**DATA SHOWN:**
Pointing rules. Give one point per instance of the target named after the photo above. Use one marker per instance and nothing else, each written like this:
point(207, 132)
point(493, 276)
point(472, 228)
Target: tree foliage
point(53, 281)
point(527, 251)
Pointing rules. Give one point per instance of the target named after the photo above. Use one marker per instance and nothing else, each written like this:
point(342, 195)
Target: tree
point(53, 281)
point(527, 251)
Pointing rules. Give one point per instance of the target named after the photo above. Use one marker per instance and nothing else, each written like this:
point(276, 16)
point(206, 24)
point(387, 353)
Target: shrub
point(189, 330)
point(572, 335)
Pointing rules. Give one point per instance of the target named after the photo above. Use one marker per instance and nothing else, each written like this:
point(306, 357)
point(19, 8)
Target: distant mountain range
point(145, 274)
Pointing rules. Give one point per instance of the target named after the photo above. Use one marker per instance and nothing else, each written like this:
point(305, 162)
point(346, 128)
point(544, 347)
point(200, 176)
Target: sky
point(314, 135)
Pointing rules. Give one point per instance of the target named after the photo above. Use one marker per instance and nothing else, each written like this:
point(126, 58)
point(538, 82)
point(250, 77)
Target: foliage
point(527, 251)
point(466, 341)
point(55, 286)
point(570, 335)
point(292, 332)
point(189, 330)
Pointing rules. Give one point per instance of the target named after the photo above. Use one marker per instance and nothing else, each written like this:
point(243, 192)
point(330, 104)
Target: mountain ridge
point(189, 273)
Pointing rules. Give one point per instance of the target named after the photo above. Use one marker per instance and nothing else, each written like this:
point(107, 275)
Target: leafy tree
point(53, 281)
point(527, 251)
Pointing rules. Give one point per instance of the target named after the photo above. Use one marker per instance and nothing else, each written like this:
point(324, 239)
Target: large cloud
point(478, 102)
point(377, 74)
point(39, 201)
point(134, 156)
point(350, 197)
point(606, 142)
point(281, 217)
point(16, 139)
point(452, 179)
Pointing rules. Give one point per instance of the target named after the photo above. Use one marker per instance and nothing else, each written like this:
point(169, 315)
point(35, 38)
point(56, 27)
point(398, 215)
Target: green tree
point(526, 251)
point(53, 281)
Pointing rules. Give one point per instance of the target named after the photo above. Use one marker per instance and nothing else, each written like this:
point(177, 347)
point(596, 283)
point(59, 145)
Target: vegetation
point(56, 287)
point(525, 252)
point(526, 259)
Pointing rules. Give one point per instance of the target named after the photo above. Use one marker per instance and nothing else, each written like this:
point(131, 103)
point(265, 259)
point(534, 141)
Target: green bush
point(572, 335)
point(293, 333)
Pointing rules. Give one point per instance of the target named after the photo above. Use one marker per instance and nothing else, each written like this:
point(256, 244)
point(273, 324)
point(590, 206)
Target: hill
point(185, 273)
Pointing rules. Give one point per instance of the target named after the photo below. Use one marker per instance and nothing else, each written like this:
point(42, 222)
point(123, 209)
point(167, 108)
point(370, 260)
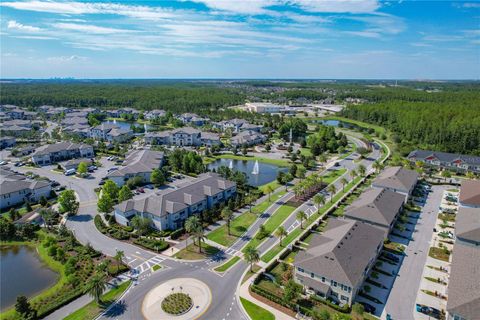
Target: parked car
point(69, 172)
point(368, 307)
point(59, 188)
point(392, 257)
point(429, 311)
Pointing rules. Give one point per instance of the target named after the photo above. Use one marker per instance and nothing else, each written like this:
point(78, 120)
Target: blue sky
point(241, 39)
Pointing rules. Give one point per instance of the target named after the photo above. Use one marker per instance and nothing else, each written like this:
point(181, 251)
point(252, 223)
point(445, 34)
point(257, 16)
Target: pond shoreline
point(45, 260)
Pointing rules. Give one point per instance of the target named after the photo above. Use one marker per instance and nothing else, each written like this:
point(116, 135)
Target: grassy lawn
point(191, 252)
point(247, 276)
point(269, 255)
point(224, 267)
point(255, 312)
point(439, 253)
point(92, 310)
point(332, 176)
point(237, 227)
point(261, 207)
point(277, 162)
point(274, 184)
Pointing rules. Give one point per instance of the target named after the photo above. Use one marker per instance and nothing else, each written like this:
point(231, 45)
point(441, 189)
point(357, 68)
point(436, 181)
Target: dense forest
point(443, 116)
point(143, 95)
point(447, 120)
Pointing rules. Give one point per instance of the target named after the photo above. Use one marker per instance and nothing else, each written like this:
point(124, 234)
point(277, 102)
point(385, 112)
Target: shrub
point(177, 233)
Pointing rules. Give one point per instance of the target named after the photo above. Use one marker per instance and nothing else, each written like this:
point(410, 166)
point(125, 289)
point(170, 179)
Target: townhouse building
point(61, 151)
point(377, 206)
point(169, 209)
point(337, 262)
point(139, 163)
point(448, 161)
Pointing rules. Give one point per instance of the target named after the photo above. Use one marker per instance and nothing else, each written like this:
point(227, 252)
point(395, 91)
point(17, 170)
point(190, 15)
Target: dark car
point(368, 307)
point(391, 256)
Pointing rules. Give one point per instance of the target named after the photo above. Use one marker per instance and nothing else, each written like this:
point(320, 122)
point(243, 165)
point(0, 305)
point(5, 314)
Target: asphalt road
point(224, 304)
point(403, 296)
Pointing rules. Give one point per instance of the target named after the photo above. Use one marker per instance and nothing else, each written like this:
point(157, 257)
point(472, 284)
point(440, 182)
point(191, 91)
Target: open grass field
point(92, 310)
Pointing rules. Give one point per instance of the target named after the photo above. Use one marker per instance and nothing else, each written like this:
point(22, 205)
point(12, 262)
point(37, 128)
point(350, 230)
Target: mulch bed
point(272, 304)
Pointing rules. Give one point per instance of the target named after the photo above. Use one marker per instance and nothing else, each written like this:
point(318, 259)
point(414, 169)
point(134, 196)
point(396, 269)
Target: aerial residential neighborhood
point(239, 160)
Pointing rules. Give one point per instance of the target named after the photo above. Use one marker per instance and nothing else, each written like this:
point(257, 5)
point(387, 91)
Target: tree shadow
point(116, 310)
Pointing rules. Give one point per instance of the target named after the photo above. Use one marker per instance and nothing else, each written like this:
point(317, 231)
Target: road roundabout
point(179, 299)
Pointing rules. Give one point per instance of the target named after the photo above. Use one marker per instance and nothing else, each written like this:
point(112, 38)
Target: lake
point(125, 124)
point(337, 123)
point(22, 273)
point(267, 172)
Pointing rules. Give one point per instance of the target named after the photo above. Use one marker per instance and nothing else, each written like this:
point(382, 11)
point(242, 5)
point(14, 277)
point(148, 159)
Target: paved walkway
point(198, 291)
point(245, 293)
point(402, 298)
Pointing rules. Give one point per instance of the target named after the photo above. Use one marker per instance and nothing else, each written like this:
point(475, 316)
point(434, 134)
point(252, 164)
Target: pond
point(22, 273)
point(266, 172)
point(337, 123)
point(126, 124)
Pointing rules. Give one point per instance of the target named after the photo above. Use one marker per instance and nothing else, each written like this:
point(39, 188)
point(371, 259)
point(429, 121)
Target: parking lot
point(393, 286)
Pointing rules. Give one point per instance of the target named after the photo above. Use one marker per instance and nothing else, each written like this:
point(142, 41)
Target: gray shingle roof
point(139, 161)
point(467, 224)
point(396, 178)
point(165, 202)
point(444, 156)
point(342, 252)
point(464, 282)
point(376, 205)
point(57, 147)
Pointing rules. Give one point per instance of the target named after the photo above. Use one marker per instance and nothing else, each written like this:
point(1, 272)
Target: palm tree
point(377, 166)
point(96, 286)
point(353, 173)
point(280, 233)
point(332, 189)
point(344, 182)
point(301, 215)
point(198, 234)
point(48, 217)
point(119, 255)
point(268, 190)
point(362, 170)
point(227, 214)
point(319, 199)
point(192, 224)
point(251, 256)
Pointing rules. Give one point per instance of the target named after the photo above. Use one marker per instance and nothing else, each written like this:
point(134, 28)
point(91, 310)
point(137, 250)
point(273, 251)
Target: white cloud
point(338, 6)
point(67, 58)
point(365, 34)
point(14, 25)
point(88, 28)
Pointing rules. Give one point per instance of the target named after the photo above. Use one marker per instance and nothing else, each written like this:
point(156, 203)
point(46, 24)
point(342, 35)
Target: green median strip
point(272, 224)
point(224, 267)
point(272, 253)
point(256, 312)
point(92, 310)
point(240, 225)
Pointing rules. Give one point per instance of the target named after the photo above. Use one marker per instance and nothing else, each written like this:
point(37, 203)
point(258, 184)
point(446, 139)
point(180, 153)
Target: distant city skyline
point(267, 39)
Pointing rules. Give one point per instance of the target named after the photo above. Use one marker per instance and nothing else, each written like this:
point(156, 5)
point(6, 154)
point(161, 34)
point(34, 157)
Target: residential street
point(402, 298)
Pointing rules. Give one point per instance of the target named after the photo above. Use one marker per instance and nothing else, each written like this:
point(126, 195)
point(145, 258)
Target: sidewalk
point(244, 293)
point(83, 300)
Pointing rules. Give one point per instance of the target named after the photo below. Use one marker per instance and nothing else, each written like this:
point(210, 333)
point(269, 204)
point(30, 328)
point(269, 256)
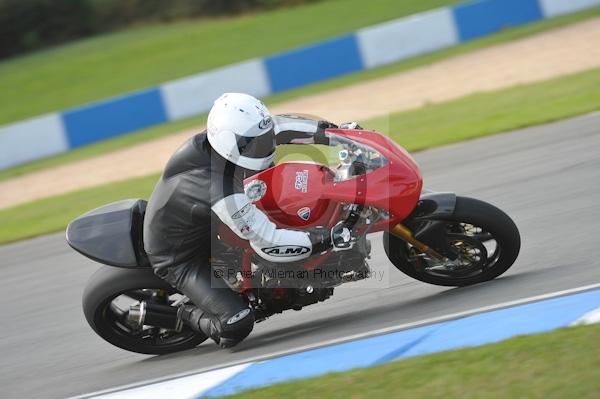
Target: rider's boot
point(201, 322)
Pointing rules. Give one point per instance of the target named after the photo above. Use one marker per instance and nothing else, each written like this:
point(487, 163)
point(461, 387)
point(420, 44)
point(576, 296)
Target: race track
point(546, 178)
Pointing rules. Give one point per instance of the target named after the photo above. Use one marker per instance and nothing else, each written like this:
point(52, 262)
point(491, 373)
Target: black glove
point(340, 238)
point(320, 238)
point(320, 137)
point(351, 125)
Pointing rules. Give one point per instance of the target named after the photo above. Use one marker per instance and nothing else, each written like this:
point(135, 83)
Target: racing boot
point(200, 322)
point(203, 323)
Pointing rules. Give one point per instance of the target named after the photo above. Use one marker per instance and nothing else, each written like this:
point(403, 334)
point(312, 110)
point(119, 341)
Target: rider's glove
point(340, 238)
point(320, 238)
point(351, 125)
point(320, 137)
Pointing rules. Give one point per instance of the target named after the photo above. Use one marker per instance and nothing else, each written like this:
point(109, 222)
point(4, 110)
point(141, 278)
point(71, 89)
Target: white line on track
point(353, 337)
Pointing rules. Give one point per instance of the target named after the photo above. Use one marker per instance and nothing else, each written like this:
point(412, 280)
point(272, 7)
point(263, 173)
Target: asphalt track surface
point(547, 178)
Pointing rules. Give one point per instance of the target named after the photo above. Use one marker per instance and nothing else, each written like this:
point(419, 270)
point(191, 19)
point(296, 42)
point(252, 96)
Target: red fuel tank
point(290, 194)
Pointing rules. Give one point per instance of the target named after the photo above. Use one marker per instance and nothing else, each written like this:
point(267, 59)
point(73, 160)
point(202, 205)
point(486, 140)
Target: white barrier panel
point(32, 139)
point(552, 8)
point(392, 41)
point(195, 94)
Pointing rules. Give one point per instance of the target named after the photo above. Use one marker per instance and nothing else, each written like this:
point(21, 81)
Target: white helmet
point(240, 129)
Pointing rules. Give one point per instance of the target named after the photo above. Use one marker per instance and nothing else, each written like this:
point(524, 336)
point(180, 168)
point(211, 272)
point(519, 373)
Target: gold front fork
point(404, 232)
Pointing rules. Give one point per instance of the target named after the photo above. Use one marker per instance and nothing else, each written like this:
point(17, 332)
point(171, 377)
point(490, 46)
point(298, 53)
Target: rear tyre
point(486, 238)
point(106, 301)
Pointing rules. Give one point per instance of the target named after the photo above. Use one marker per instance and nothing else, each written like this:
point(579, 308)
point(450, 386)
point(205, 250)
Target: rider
point(202, 186)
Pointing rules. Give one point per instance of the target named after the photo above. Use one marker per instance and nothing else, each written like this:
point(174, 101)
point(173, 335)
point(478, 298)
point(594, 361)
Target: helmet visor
point(257, 147)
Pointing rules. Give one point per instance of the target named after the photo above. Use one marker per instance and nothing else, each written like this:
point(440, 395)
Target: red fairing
point(294, 194)
point(301, 194)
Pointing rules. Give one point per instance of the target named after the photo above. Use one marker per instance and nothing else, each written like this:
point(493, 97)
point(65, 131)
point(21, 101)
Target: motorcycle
point(435, 237)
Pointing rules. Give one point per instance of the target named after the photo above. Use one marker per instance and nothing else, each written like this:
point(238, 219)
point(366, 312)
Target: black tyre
point(486, 238)
point(106, 301)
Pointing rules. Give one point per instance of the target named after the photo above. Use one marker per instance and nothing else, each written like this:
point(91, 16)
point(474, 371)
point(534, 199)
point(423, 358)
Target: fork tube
point(404, 232)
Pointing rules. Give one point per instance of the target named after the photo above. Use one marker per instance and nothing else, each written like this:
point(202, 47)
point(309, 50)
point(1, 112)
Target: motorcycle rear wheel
point(487, 239)
point(105, 300)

**WHAT IS EXPECTED:** In the listing above, find the line containing "point(124, 234)" and the line containing "point(170, 179)", then retype both and every line between them exactly, with nothing else.

**EXERCISE ANSWER:**
point(124, 234)
point(277, 102)
point(385, 112)
Target: shrub
point(177, 233)
Pointing rules. Give one point per instance of the target named after the photo above. Use one marker per instance and nothing else, each written like this:
point(410, 166)
point(125, 289)
point(170, 179)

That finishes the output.